* **Kutipan Bacaan**:
------------------------------

Beberapa perubahan yang penting adalah :
e. Pasal 20  berbunyi :  Tiap-tiap Undang-undang menghendaki persetujuan DPR;
Diubah menjadi : Pasal 20A; DPR memiliki fungsi legislasi, fungsi anggaran, dan fungsi pengawasan.
f.        Pasal 26 ayat (2) berbunyi : Syarat-syarat yang mengenai kewarganegaraan Negara ditetapkan dengan Undang-undang
Diubah menjadi : Penduduk ialah warga Negara Indonesia dan orang asing yang bertempat tinggal di Indonesia
g.  Pasal 28  memuat 3 hak asasi manusia diperluas menjadi 13   hak asasi manusia.
C. Perubahan III diadakan pada tanggal 9 November 2001;
Pada amandemen III ini, pasal-pasal UUD 1945 yang diubah ialah 19 pasal yaitu: Pasal 1 ayat (2) dan (3), 3 ayat (1) s/d (3), 6 ayat (1) s/d (3), 6A ayat (1), (2), (3) dan (5), 7A, 7B ayat (1) s/d (7), 7C, 8 ayat (1) s/d (3), 11 ayat (2) dan (3), 17 ayat (4), 22C ayat (1) s/d (4), 22D ayat (1) s/d (4), 22E ayat (1) s/d (3), 23F ayat (1) dan (2), 23G ayat (1) dan (2), 24 ayat (1) dan (2), 24A ayat (1) s/d (5), 24B ayat (1) s/d (4), 24C ayat  (1) s/d (6).

------------------------------

* **Bahan Latihan**:
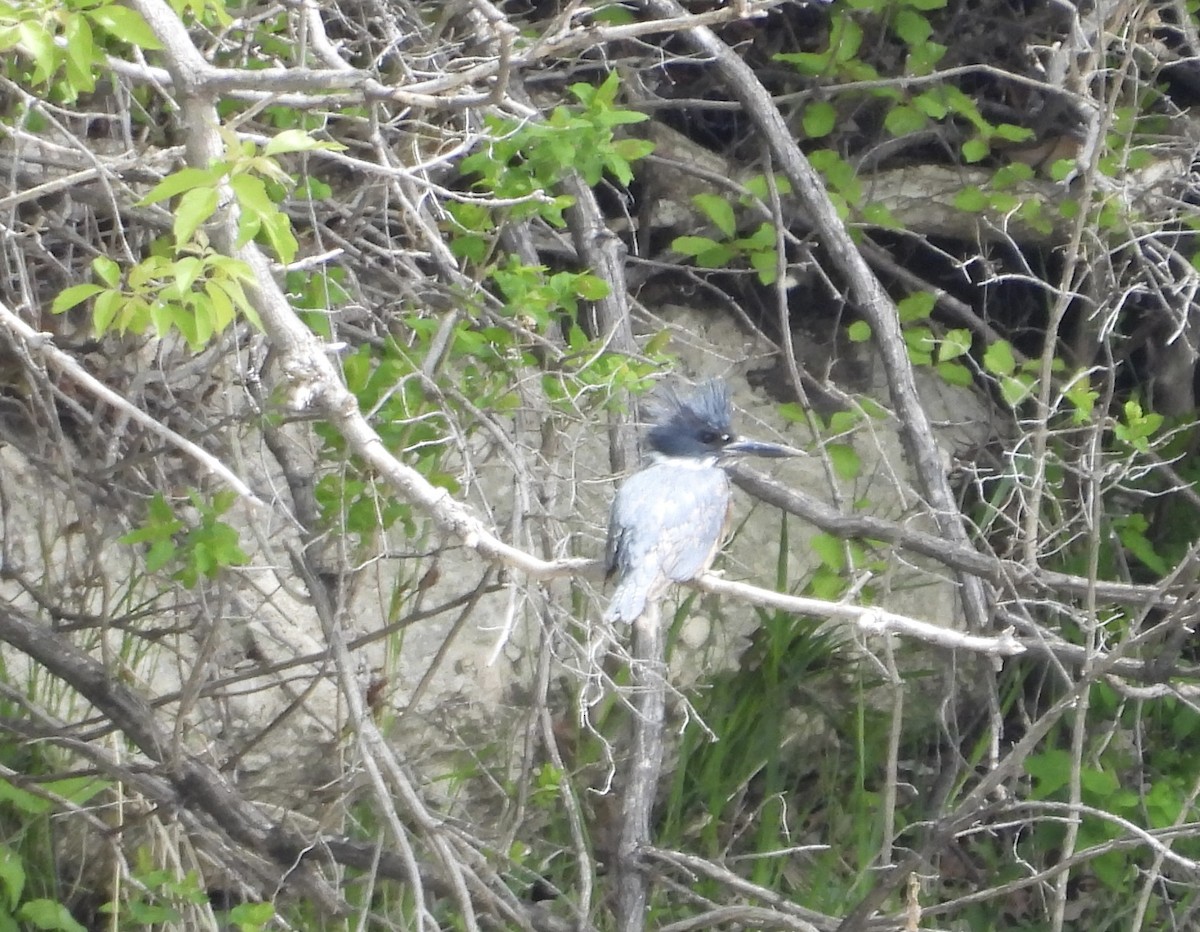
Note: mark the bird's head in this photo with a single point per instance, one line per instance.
(700, 426)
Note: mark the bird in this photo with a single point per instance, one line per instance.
(669, 519)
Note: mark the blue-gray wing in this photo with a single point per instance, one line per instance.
(665, 525)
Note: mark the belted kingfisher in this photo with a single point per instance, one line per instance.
(667, 519)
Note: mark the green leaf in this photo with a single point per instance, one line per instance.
(931, 103)
(48, 914)
(105, 310)
(126, 25)
(766, 264)
(292, 140)
(903, 120)
(1013, 133)
(107, 270)
(846, 463)
(177, 182)
(195, 208)
(829, 551)
(39, 42)
(73, 295)
(718, 210)
(1014, 389)
(847, 38)
(820, 119)
(859, 331)
(999, 359)
(187, 270)
(955, 343)
(971, 199)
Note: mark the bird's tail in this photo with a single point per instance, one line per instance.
(629, 597)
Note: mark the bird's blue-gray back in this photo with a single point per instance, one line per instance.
(666, 525)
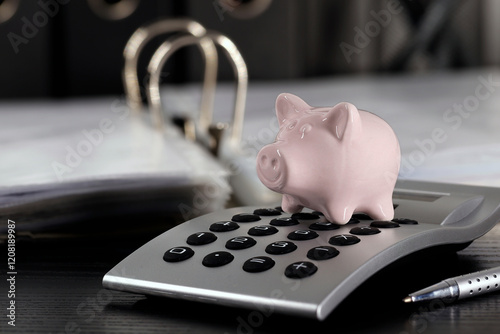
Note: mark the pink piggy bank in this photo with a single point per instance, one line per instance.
(336, 160)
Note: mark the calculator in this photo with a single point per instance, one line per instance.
(300, 264)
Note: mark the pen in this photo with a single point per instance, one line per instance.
(460, 287)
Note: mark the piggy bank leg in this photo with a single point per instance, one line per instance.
(290, 204)
(383, 210)
(338, 213)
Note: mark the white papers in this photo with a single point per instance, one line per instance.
(80, 147)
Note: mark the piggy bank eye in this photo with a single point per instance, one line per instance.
(292, 125)
(305, 129)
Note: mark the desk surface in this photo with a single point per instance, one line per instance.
(58, 290)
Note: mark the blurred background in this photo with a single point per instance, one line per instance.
(65, 48)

------------------------------

* **Ketentuan Latihan**:
- a) Salin dengan tepat bagian dari kutipan tentang amandemen UUD 1945, mulai dari kata-kata yang memuat "C. Perubahan III" dan berhenti setelah "ayat  (1) s/d (6).".
- b) Tuliskan kembali seluruh isi daftar di atas persis sama, tetapi jangan sertakan gambarnya.
Daftar ini sama sekali tidak berhubungan dengan kutipan tentang amandemen UUD 1945.

* **Jawaban Tiap Tugas**:
- a)
C. Perubahan III diadakan pada tanggal 9 November 2001;
Pada amandemen III ini, pasal-pasal UUD 1945 yang diubah ialah 19 pasal yaitu: Pasal 1 ayat (2) dan (3), 3 ayat (1) s/d (3), 6 ayat (1) s/d (3), 6A ayat (1), (2), (3) dan (5), 7A, 7B ayat (1) s/d (7), 7C, 8 ayat (1) s/d (3), 11 ayat (2) dan (3), 17 ayat (4), 22C ayat (1) s/d (4), 22D ayat (1) s/d (4), 22E ayat (1) s/d (3), 23F ayat (1) dan (2), 23G ayat (1) dan (2), 24 ayat (1) dan (2), 24A ayat (1) s/d (5), 24B ayat (1) s/d (4), 24C ayat  (1) s/d (6).

- b)
Note: mark the bird's head in this photo with a single point per instance, one line per instance.
(700, 426)
Note: mark the bird in this photo with a single point per instance, one line per instance.
(669, 519)
Note: mark the blue-gray wing in this photo with a single point per instance, one line per instance.
(665, 525)
Note: mark the belted kingfisher in this photo with a single point per instance, one line per instance.
(667, 519)
Note: mark the green leaf in this photo with a single point per instance, one line per instance.
(931, 103)
(48, 914)
(105, 310)
(126, 25)
(766, 264)
(292, 140)
(903, 120)
(1013, 133)
(107, 270)
(846, 463)
(177, 182)
(195, 208)
(829, 551)
(39, 42)
(73, 295)
(718, 210)
(1014, 389)
(847, 38)
(820, 119)
(859, 331)
(999, 359)
(187, 270)
(955, 343)
(971, 199)
Note: mark the bird's tail in this photo with a single point per instance, one line per instance.
(629, 597)
Note: mark the bird's blue-gray back in this photo with a single point per instance, one line per instance.
(666, 525)
Note: mark the pink piggy bank in this photo with a single point per instance, one line per instance.
(336, 160)
Note: mark the calculator in this photo with a single point per instance, one line per instance.
(300, 264)
Note: mark the pen in this photo with a single point per instance, one line per instance.
(460, 287)
Note: mark the piggy bank leg in this photo with a single point per instance, one line per instance.
(290, 204)
(383, 210)
(338, 213)
Note: mark the white papers in this photo with a single point per instance, one line per instance.
(80, 147)
Note: mark the piggy bank eye in this photo with a single point per instance, one line per instance.
(292, 125)
(305, 129)
Note: mark the desk surface in this photo with a single point per instance, one line per instance.
(58, 290)
Note: mark the blurred background in this photo with a single point per instance, one line per instance.
(65, 48)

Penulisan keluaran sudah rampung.